## Task goal
Here are some records; copy every line that holds the word "wooden".

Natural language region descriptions
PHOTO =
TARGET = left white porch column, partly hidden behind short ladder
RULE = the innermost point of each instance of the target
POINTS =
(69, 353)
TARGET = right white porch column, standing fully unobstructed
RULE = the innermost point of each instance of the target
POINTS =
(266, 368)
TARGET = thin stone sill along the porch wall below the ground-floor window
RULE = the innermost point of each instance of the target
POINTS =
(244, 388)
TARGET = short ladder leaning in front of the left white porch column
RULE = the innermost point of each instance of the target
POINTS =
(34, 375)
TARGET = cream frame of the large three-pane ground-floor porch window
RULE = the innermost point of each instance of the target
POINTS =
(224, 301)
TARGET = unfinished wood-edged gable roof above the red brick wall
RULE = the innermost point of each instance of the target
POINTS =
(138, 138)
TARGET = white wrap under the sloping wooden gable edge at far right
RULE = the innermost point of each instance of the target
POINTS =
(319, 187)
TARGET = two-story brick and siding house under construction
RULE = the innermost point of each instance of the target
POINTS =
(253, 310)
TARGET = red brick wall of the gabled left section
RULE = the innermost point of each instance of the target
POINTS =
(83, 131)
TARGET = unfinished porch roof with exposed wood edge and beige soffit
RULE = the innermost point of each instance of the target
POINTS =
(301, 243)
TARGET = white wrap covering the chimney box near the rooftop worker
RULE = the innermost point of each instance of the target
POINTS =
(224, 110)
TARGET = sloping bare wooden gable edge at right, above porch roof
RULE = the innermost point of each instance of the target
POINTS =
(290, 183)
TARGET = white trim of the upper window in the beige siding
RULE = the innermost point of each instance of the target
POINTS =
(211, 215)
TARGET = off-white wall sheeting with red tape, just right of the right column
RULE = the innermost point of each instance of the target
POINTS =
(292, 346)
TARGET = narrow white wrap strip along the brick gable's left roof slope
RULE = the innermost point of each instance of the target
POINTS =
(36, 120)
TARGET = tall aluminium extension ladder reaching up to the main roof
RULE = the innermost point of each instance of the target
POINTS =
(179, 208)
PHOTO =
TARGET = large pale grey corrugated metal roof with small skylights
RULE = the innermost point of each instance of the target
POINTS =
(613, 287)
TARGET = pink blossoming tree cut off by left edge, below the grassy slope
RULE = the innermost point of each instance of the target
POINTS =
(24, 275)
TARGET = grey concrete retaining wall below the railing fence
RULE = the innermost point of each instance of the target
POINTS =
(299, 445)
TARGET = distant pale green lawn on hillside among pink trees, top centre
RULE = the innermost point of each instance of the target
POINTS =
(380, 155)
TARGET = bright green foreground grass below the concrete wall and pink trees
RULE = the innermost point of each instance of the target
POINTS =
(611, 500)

## Solution
TARGET = white wrap under the sloping wooden gable edge at far right
TARGET = sloping bare wooden gable edge at right, above porch roof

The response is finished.